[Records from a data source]
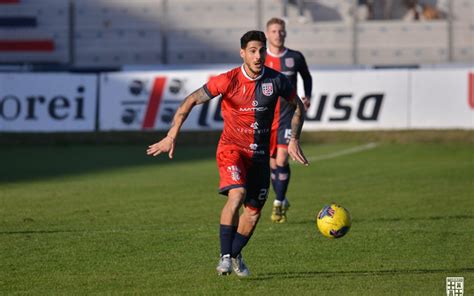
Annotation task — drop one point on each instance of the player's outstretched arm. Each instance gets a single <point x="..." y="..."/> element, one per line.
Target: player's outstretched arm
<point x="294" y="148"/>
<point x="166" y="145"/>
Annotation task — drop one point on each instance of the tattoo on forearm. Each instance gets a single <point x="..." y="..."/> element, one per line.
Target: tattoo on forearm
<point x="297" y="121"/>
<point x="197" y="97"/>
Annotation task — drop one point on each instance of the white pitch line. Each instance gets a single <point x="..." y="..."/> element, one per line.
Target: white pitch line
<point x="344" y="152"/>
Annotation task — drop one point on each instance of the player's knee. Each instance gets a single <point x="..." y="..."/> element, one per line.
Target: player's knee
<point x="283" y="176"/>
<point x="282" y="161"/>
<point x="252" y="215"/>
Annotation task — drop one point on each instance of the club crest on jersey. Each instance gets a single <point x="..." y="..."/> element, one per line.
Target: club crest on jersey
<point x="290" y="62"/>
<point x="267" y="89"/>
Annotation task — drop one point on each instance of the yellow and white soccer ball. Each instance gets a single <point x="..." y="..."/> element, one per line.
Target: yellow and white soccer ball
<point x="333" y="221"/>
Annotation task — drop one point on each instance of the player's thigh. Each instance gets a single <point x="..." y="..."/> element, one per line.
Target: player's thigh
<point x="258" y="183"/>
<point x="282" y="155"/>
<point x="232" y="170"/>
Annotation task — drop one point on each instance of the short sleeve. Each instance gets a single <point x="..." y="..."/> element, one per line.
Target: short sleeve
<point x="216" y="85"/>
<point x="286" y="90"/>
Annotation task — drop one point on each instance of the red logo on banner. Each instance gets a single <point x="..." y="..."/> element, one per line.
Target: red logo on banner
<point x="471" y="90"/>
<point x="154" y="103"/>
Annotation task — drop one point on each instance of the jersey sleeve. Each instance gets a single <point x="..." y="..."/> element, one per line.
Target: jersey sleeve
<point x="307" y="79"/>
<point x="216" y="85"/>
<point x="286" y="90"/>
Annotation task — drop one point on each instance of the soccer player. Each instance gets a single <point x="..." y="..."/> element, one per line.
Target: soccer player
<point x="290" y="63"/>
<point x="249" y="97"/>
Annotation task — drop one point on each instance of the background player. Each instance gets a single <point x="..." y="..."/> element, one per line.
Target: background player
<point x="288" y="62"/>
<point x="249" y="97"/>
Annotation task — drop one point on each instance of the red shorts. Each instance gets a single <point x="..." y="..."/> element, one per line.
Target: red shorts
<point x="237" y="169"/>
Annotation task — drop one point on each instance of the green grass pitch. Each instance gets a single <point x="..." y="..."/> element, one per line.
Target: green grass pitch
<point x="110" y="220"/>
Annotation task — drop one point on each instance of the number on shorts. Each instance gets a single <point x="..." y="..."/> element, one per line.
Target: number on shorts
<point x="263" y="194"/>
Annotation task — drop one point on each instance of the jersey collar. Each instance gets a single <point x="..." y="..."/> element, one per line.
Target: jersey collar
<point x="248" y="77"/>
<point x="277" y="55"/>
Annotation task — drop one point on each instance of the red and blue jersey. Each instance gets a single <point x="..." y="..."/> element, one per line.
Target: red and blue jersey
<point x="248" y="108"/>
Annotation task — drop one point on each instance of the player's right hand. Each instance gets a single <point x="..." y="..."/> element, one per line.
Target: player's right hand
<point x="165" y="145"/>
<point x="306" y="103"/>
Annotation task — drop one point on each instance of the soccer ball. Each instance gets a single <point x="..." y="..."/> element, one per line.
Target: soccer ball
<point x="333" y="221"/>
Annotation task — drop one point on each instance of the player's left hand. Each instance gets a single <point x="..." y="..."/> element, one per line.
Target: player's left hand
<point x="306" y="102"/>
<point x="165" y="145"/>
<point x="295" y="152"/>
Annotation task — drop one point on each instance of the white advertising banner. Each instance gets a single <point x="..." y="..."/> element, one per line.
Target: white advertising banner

• What to do: Render every line of the data above as a JSON list of strings, one string per line. Skip blank lines and leave out the pictures.

• In response:
[
  "Annotation task — drop one point on each instance of the player's outstretched arm. Each instance gets a single <point x=\"...\" y=\"...\"/> element, one per line.",
  "Target: player's outstretched arm",
  "<point x=\"294\" y=\"148\"/>",
  "<point x=\"166\" y=\"145\"/>",
  "Annotation task — drop one point on each instance of the tattoo on forearm. Each instance gets a single <point x=\"...\" y=\"...\"/> element, one per line.",
  "Target: tattoo on forearm",
  "<point x=\"297\" y=\"121\"/>",
  "<point x=\"197\" y=\"97\"/>",
  "Annotation task — drop one point on each instance of the white pitch line. Each instance gets a single <point x=\"...\" y=\"...\"/> element, one per line.",
  "Target: white pitch line",
  "<point x=\"344\" y=\"152\"/>",
  "Annotation task — drop one point on each instance of the player's knee. Each instance gets a single <point x=\"...\" y=\"...\"/> element, one per line.",
  "Target: player's knee",
  "<point x=\"283\" y=\"176\"/>",
  "<point x=\"282\" y=\"161\"/>",
  "<point x=\"252\" y=\"215\"/>",
  "Annotation task — drop one point on each instance of the club crest on jersey. Each instance gets a single <point x=\"...\" y=\"...\"/> element, one per line.",
  "Target: club crest on jersey",
  "<point x=\"290\" y=\"62\"/>",
  "<point x=\"267\" y=\"89\"/>",
  "Annotation task — drop one point on each instance of the yellow and white soccer ball. Each instance gets a single <point x=\"...\" y=\"...\"/> element, one per line.",
  "Target: yellow and white soccer ball",
  "<point x=\"333\" y=\"221\"/>",
  "Annotation task — drop one point on each instance of the player's thigh. Each instance gets a single <point x=\"...\" y=\"...\"/> element, one per line.",
  "Target: player's thigh",
  "<point x=\"258\" y=\"183\"/>",
  "<point x=\"282\" y=\"155\"/>",
  "<point x=\"232\" y=\"170\"/>",
  "Annotation task — drop one point on each instance of the short sleeve. Each instance gets a single <point x=\"...\" y=\"...\"/> element, one per line.",
  "Target: short sleeve",
  "<point x=\"216\" y=\"85\"/>",
  "<point x=\"286\" y=\"90\"/>",
  "Annotation task — drop one point on each instance of the red logo on banner. Each instance gets a single <point x=\"...\" y=\"...\"/> element, one per line.",
  "Target: red logo on banner",
  "<point x=\"471\" y=\"90\"/>",
  "<point x=\"154\" y=\"103\"/>",
  "Annotation task — drop one point on each instance of the jersey sleeve. Each instance gets a single <point x=\"...\" y=\"...\"/> element, one per line.",
  "Target: jersey sleeve",
  "<point x=\"307\" y=\"79\"/>",
  "<point x=\"216\" y=\"85\"/>",
  "<point x=\"286\" y=\"90\"/>",
  "Annotation task — drop one point on each instance of the soccer player. Each instance gets a single <point x=\"...\" y=\"...\"/> element, one per line.",
  "Target: soccer player",
  "<point x=\"290\" y=\"63\"/>",
  "<point x=\"249\" y=\"97\"/>",
  "Annotation task — drop one point on each instance of the background player. Each instance gets a single <point x=\"...\" y=\"...\"/> element, one per line.",
  "Target: background player",
  "<point x=\"288\" y=\"62\"/>",
  "<point x=\"249\" y=\"97\"/>",
  "Annotation task — drop one point on each instance of the red shorts. Each instance gets a single <point x=\"...\" y=\"...\"/> element, one per line.",
  "Target: red shorts",
  "<point x=\"237\" y=\"169\"/>",
  "Annotation task — drop one point on each instance of the green grass pitch. Each instance gets a single <point x=\"...\" y=\"...\"/> element, one per line.",
  "Target: green grass pitch",
  "<point x=\"110\" y=\"220\"/>",
  "Annotation task — drop one point on each instance of the number on shorts. Each instance gets a single <point x=\"...\" y=\"...\"/> element, one per line.",
  "Target: number on shorts",
  "<point x=\"263\" y=\"194\"/>",
  "Annotation task — drop one point on each instance of the jersey collar. Each instance gets a single <point x=\"...\" y=\"...\"/> element, one per line.",
  "Target: jersey collar",
  "<point x=\"248\" y=\"77\"/>",
  "<point x=\"277\" y=\"55\"/>",
  "Annotation task — drop one point on each instance of the red and blue jersey. Each instance gets a single <point x=\"...\" y=\"...\"/> element, one per line.",
  "Target: red and blue jersey",
  "<point x=\"248\" y=\"108\"/>",
  "Annotation task — drop one point on each instance of the player's right hand. Each instance gets a single <point x=\"...\" y=\"...\"/> element, one per line.",
  "Target: player's right hand",
  "<point x=\"165\" y=\"145\"/>",
  "<point x=\"306\" y=\"103\"/>",
  "Annotation task — drop one point on each instance of the soccer ball. Each instance gets a single <point x=\"...\" y=\"...\"/> element, one per line.",
  "Target: soccer ball",
  "<point x=\"333\" y=\"221\"/>",
  "Annotation task — drop one point on each instance of the player's left hand. Each instance gets a single <point x=\"...\" y=\"...\"/> element, one per line.",
  "Target: player's left hand",
  "<point x=\"306\" y=\"102\"/>",
  "<point x=\"165\" y=\"145\"/>",
  "<point x=\"295\" y=\"152\"/>",
  "Annotation task — drop one point on each instance of the white advertising banner. Each instance gets a single <point x=\"...\" y=\"...\"/> element, one per line.",
  "Target: white advertising banner"
]